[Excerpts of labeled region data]
··········
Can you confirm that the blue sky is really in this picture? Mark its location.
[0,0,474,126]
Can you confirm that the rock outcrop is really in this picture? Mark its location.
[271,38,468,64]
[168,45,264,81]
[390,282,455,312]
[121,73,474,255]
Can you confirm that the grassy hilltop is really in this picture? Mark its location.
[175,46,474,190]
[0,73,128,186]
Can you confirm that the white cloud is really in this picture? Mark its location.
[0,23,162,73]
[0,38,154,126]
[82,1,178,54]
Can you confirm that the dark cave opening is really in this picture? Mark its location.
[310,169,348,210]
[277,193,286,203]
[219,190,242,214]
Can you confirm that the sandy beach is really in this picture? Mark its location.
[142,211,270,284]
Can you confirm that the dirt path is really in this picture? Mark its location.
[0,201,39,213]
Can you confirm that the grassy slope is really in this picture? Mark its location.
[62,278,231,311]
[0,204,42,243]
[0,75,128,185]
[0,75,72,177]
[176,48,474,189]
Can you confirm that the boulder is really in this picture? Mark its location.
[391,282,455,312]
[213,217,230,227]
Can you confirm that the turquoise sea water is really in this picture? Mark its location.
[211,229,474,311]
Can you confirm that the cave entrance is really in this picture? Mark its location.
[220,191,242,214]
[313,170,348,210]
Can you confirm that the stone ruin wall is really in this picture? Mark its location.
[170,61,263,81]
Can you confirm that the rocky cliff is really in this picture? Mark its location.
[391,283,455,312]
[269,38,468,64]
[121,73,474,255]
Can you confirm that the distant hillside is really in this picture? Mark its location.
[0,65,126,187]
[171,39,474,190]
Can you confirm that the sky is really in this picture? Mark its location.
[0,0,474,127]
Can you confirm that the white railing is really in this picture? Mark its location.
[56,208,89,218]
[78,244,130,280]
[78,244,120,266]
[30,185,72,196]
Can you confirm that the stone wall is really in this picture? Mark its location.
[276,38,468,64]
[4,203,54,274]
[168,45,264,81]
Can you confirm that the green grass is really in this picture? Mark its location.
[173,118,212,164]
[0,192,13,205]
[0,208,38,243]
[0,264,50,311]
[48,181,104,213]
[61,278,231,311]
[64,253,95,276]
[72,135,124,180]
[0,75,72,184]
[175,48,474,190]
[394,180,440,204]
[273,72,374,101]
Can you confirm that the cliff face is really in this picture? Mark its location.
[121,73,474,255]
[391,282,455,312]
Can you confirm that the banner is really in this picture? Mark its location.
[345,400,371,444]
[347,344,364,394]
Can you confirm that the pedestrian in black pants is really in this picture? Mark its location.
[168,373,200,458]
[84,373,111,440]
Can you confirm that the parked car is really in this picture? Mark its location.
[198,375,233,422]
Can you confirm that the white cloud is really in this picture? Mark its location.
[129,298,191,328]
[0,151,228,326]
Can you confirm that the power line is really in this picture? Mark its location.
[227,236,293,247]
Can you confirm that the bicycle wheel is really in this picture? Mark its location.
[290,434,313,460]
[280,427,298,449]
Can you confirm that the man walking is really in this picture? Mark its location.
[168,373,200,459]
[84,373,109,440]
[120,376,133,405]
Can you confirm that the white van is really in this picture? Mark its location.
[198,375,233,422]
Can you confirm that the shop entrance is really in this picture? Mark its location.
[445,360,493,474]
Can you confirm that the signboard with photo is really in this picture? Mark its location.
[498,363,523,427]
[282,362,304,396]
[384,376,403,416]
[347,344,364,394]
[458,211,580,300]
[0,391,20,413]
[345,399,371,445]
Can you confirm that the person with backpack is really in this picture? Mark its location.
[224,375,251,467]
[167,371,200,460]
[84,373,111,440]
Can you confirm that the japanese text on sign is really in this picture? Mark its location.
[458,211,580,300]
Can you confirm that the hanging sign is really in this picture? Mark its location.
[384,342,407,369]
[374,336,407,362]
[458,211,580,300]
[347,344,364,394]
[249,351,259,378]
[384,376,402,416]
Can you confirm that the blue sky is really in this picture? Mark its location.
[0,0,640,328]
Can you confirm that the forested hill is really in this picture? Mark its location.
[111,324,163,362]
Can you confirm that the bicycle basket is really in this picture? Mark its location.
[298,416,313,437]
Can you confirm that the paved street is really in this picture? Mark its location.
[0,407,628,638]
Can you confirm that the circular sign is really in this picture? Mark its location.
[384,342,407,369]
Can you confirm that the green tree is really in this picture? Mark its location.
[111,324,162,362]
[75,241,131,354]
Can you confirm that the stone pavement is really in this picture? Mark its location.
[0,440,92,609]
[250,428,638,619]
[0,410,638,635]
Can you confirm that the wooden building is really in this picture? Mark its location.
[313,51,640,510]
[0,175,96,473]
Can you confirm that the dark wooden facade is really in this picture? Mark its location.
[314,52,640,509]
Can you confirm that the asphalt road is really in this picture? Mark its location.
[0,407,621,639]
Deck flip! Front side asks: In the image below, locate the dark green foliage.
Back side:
··········
→ WHAT THIS TASK INVOLVES: Please give the stretch of lines above from the line containing "Can you confirm that the dark cave" through the line containing "[213,217,230,227]" as a Markdown table with the columns Row and Line, omitting any blank lines.

→ THE REPLY:
| Row | Line |
|---|---|
| 1 | Can you confirm that the dark cave opening is really in this picture? Mark its location. |
| 2 | [310,169,348,210] |
| 3 | [277,193,286,203] |
| 4 | [219,190,242,214] |
| 5 | Can you confirm that the sandy beach is really in this picture? Mark its location. |
| 6 | [142,211,270,284] |
| 7 | Can you confirm that the dirt path is really in this picture? Mark its location. |
| 8 | [0,201,39,213] |
| 9 | Can you confirm that the grassy slope is really in this picture? Mark its location. |
| 10 | [62,278,231,311] |
| 11 | [0,204,42,243] |
| 12 | [0,75,128,185] |
| 13 | [0,75,72,177] |
| 14 | [176,48,474,189] |
| 15 | Can you confirm that the boulder is really in this picture? Mark its location. |
| 16 | [391,282,455,312] |
| 17 | [213,217,230,227] |